● Objective: Pick out every line in the records below that contains the word "rear" and copy each one.
--- start ---
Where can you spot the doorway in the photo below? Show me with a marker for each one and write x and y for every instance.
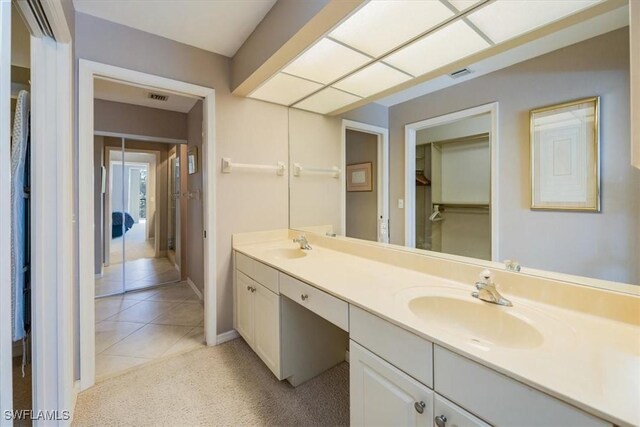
(174, 309)
(365, 154)
(450, 183)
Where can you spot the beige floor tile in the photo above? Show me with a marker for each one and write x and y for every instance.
(140, 295)
(109, 333)
(107, 365)
(107, 307)
(177, 293)
(143, 311)
(149, 341)
(194, 339)
(186, 313)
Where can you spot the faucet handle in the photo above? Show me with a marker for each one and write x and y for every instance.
(486, 276)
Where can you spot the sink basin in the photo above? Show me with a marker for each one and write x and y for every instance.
(287, 253)
(484, 324)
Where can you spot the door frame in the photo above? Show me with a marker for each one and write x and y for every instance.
(382, 135)
(88, 70)
(410, 131)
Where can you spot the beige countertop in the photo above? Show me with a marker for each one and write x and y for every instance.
(589, 361)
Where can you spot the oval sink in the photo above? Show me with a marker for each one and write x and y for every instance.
(483, 323)
(287, 253)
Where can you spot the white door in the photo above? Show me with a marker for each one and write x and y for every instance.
(245, 306)
(267, 327)
(382, 395)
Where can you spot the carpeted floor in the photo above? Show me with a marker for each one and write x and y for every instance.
(226, 385)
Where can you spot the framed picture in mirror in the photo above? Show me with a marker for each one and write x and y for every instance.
(359, 177)
(565, 156)
(192, 160)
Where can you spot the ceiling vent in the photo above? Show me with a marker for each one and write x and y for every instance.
(459, 73)
(158, 97)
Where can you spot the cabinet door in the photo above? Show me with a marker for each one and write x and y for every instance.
(449, 414)
(244, 306)
(382, 395)
(267, 327)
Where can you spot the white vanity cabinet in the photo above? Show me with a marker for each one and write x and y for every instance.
(258, 311)
(383, 395)
(392, 370)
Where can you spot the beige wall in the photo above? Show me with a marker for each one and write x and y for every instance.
(248, 131)
(362, 207)
(195, 242)
(315, 141)
(600, 245)
(137, 120)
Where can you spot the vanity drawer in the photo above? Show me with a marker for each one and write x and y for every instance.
(406, 351)
(261, 273)
(454, 415)
(501, 400)
(324, 305)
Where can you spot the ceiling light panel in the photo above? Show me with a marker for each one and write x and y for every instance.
(380, 26)
(327, 100)
(372, 79)
(462, 5)
(442, 47)
(517, 17)
(285, 89)
(326, 61)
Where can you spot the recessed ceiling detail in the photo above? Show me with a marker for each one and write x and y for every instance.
(388, 43)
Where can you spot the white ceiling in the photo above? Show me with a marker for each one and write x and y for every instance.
(118, 92)
(601, 24)
(219, 26)
(385, 44)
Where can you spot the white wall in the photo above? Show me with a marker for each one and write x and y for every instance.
(315, 141)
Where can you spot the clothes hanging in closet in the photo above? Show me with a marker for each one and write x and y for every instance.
(20, 274)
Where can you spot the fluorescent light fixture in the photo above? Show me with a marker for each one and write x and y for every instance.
(285, 89)
(505, 19)
(462, 5)
(444, 46)
(373, 79)
(380, 26)
(326, 61)
(327, 100)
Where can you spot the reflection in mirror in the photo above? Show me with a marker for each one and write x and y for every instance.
(468, 192)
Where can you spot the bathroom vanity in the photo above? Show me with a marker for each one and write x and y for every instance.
(422, 350)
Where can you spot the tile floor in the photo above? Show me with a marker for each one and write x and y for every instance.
(141, 273)
(137, 327)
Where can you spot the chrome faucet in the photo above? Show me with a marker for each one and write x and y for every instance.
(487, 290)
(302, 241)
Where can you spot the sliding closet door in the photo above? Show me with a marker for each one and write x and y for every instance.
(147, 208)
(111, 198)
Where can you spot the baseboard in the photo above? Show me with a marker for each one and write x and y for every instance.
(227, 336)
(195, 289)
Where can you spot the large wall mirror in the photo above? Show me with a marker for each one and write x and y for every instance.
(446, 166)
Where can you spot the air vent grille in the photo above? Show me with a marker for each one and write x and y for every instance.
(158, 97)
(459, 73)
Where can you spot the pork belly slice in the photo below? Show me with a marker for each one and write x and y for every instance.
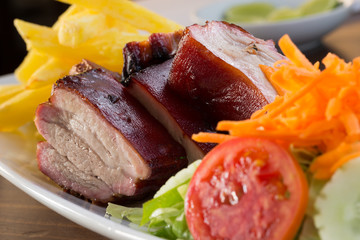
(180, 117)
(101, 142)
(157, 49)
(217, 65)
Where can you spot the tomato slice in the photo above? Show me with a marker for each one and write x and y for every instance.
(246, 188)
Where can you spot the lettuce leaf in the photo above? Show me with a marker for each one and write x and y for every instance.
(163, 215)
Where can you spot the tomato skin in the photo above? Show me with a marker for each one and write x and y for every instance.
(246, 188)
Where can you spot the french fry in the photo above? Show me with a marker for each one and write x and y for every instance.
(130, 12)
(74, 30)
(8, 91)
(105, 48)
(32, 61)
(72, 10)
(88, 29)
(50, 72)
(20, 108)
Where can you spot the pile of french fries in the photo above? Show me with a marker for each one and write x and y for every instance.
(96, 30)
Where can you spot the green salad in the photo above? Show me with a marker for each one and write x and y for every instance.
(266, 12)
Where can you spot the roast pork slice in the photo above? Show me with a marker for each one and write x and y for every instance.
(101, 142)
(180, 117)
(157, 49)
(217, 65)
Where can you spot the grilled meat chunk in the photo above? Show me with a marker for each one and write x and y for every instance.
(217, 66)
(101, 142)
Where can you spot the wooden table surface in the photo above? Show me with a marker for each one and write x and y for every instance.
(21, 217)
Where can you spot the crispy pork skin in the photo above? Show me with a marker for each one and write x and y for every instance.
(180, 117)
(158, 48)
(217, 65)
(101, 142)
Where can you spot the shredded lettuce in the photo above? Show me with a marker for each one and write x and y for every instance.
(163, 215)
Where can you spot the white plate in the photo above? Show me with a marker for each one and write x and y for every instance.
(306, 32)
(18, 165)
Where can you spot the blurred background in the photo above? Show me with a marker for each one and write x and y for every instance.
(12, 47)
(46, 12)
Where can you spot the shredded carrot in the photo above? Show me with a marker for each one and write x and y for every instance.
(316, 108)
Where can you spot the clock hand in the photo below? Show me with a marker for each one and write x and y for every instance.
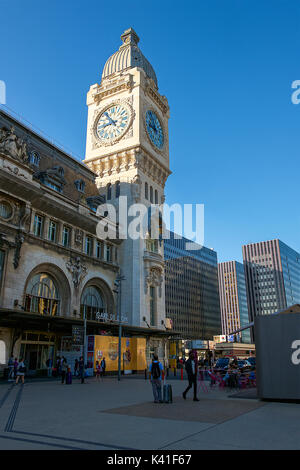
(110, 119)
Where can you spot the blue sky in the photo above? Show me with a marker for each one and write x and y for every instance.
(226, 68)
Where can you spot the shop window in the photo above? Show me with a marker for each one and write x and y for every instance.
(38, 225)
(92, 302)
(2, 352)
(42, 295)
(66, 237)
(5, 210)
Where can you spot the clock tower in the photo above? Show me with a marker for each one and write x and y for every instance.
(128, 148)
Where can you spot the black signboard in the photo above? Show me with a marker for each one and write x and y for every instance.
(77, 334)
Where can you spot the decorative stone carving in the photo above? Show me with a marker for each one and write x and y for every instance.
(12, 145)
(19, 240)
(78, 237)
(154, 278)
(136, 186)
(77, 269)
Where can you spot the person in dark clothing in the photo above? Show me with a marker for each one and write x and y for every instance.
(191, 369)
(64, 368)
(76, 367)
(103, 365)
(81, 369)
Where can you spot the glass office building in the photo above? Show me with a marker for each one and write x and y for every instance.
(191, 289)
(233, 299)
(272, 272)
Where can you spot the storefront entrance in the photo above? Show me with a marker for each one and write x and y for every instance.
(36, 348)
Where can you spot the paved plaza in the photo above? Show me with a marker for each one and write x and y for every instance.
(113, 415)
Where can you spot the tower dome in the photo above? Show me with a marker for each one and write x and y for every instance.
(128, 56)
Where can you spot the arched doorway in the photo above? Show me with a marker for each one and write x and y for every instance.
(42, 295)
(92, 302)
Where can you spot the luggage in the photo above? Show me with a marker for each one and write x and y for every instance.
(167, 394)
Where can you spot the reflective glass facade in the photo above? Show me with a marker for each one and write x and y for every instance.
(233, 299)
(243, 305)
(191, 288)
(272, 277)
(290, 262)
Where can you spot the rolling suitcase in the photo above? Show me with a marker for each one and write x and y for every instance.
(167, 394)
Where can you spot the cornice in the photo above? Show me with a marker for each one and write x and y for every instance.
(136, 158)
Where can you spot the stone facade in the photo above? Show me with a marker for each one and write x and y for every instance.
(35, 210)
(135, 164)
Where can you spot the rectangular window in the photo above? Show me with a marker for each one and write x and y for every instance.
(88, 246)
(52, 231)
(38, 225)
(66, 236)
(108, 253)
(152, 306)
(99, 250)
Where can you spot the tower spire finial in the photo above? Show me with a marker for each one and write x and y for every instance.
(130, 37)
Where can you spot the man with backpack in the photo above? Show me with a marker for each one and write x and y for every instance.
(191, 369)
(156, 370)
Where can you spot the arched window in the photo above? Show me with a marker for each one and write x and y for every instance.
(92, 302)
(117, 189)
(42, 295)
(108, 192)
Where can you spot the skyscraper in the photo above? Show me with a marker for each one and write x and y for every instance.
(192, 294)
(272, 271)
(233, 298)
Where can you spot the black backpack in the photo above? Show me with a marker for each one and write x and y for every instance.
(155, 371)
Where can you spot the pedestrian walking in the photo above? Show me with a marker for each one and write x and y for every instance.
(156, 371)
(64, 368)
(69, 376)
(49, 366)
(98, 371)
(15, 368)
(11, 369)
(58, 366)
(21, 371)
(81, 369)
(103, 366)
(76, 367)
(191, 369)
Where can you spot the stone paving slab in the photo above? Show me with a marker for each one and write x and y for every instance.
(112, 415)
(206, 410)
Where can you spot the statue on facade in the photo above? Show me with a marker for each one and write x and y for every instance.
(77, 269)
(12, 145)
(136, 188)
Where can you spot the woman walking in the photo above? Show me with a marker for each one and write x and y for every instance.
(21, 371)
(64, 368)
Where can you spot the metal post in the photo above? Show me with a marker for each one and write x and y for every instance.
(120, 326)
(84, 338)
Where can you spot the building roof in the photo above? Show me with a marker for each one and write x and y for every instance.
(128, 56)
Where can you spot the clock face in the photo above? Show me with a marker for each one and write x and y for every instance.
(113, 122)
(154, 129)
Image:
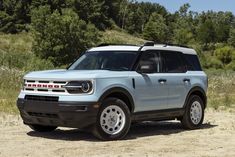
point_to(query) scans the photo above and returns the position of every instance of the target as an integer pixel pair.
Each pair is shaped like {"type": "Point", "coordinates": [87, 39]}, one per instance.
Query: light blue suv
{"type": "Point", "coordinates": [111, 86]}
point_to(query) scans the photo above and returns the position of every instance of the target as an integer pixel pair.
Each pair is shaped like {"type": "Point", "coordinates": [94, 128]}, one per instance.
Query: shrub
{"type": "Point", "coordinates": [61, 37]}
{"type": "Point", "coordinates": [225, 54]}
{"type": "Point", "coordinates": [214, 63]}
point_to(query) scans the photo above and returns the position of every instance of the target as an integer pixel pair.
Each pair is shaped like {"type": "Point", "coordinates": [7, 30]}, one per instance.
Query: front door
{"type": "Point", "coordinates": [150, 88]}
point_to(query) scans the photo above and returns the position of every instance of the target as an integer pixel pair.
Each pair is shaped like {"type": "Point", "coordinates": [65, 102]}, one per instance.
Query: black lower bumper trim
{"type": "Point", "coordinates": [66, 114]}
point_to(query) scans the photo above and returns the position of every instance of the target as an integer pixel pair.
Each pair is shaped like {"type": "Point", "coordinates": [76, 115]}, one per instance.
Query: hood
{"type": "Point", "coordinates": [63, 74]}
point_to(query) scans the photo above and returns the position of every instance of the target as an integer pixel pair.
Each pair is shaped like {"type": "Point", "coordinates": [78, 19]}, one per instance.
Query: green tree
{"type": "Point", "coordinates": [225, 54]}
{"type": "Point", "coordinates": [206, 32]}
{"type": "Point", "coordinates": [93, 11]}
{"type": "Point", "coordinates": [231, 39]}
{"type": "Point", "coordinates": [60, 38]}
{"type": "Point", "coordinates": [183, 26]}
{"type": "Point", "coordinates": [14, 15]}
{"type": "Point", "coordinates": [156, 29]}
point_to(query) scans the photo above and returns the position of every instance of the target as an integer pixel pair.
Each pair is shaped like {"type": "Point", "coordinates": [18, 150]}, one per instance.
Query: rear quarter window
{"type": "Point", "coordinates": [192, 62]}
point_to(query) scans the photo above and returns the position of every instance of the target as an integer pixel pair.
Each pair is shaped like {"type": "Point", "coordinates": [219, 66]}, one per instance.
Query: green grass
{"type": "Point", "coordinates": [16, 59]}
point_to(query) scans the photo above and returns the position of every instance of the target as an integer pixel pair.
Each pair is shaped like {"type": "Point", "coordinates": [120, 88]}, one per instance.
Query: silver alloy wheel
{"type": "Point", "coordinates": [196, 112]}
{"type": "Point", "coordinates": [112, 119]}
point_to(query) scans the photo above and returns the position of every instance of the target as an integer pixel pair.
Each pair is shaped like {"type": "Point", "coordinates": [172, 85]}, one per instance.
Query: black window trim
{"type": "Point", "coordinates": [135, 67]}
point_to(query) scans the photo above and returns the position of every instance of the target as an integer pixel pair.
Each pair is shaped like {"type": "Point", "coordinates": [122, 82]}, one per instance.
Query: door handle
{"type": "Point", "coordinates": [186, 80]}
{"type": "Point", "coordinates": [162, 81]}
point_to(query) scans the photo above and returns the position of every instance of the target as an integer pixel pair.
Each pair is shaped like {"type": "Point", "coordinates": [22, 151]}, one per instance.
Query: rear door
{"type": "Point", "coordinates": [178, 83]}
{"type": "Point", "coordinates": [150, 90]}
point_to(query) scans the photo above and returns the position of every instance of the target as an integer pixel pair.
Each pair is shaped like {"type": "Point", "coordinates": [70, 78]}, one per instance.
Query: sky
{"type": "Point", "coordinates": [198, 5]}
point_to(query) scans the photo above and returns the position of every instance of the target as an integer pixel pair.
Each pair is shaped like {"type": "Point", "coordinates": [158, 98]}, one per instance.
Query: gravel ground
{"type": "Point", "coordinates": [216, 138]}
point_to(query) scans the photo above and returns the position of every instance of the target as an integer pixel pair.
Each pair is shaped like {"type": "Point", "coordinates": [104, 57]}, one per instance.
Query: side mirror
{"type": "Point", "coordinates": [146, 67]}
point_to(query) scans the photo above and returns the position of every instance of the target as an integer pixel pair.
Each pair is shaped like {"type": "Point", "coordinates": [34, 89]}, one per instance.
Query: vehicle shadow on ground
{"type": "Point", "coordinates": [137, 130]}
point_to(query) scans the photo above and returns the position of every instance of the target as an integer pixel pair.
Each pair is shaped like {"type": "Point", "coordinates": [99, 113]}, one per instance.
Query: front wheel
{"type": "Point", "coordinates": [113, 120]}
{"type": "Point", "coordinates": [42, 128]}
{"type": "Point", "coordinates": [194, 113]}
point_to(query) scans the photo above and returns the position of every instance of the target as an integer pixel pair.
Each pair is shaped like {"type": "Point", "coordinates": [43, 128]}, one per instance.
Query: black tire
{"type": "Point", "coordinates": [186, 120]}
{"type": "Point", "coordinates": [100, 133]}
{"type": "Point", "coordinates": [42, 128]}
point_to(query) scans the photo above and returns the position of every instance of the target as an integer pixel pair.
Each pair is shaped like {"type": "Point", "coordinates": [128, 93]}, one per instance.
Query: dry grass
{"type": "Point", "coordinates": [221, 91]}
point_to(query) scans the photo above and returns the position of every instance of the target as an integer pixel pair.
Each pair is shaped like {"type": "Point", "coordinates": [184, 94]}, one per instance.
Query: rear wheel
{"type": "Point", "coordinates": [194, 113]}
{"type": "Point", "coordinates": [113, 121]}
{"type": "Point", "coordinates": [42, 128]}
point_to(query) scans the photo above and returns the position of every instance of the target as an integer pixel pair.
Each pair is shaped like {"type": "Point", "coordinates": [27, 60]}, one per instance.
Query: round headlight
{"type": "Point", "coordinates": [85, 87]}
{"type": "Point", "coordinates": [76, 87]}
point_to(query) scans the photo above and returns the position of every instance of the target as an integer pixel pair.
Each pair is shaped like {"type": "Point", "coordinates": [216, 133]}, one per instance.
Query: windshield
{"type": "Point", "coordinates": [105, 60]}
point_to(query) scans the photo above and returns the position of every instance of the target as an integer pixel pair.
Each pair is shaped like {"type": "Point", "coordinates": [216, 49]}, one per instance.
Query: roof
{"type": "Point", "coordinates": [144, 48]}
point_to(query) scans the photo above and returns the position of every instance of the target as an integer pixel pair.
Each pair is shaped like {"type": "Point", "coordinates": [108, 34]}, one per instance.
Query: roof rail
{"type": "Point", "coordinates": [113, 44]}
{"type": "Point", "coordinates": [151, 43]}
{"type": "Point", "coordinates": [172, 44]}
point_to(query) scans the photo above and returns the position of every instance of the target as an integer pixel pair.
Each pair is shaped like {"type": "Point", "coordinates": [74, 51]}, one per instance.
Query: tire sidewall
{"type": "Point", "coordinates": [193, 99]}
{"type": "Point", "coordinates": [117, 102]}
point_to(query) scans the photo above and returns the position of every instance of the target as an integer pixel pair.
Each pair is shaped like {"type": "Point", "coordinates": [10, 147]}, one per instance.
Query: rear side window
{"type": "Point", "coordinates": [172, 62]}
{"type": "Point", "coordinates": [192, 62]}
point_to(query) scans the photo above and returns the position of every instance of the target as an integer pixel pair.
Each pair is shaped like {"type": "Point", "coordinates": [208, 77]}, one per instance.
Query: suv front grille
{"type": "Point", "coordinates": [45, 86]}
{"type": "Point", "coordinates": [42, 98]}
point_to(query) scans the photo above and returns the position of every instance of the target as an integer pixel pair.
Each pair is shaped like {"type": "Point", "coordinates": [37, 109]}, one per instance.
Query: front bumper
{"type": "Point", "coordinates": [66, 114]}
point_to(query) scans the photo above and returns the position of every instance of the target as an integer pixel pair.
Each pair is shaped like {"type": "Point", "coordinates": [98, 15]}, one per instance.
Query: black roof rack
{"type": "Point", "coordinates": [151, 43]}
{"type": "Point", "coordinates": [113, 44]}
{"type": "Point", "coordinates": [172, 44]}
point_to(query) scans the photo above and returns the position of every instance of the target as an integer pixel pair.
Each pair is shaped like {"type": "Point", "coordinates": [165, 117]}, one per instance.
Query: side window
{"type": "Point", "coordinates": [192, 62]}
{"type": "Point", "coordinates": [172, 62]}
{"type": "Point", "coordinates": [151, 60]}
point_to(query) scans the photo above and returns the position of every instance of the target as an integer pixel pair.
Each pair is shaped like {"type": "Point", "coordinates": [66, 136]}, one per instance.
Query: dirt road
{"type": "Point", "coordinates": [215, 139]}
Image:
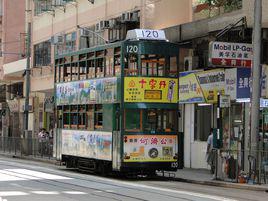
--- end ---
● The reply:
Query: rear quarter window
Query: rear door
Query: rear wheel
Query: rear side window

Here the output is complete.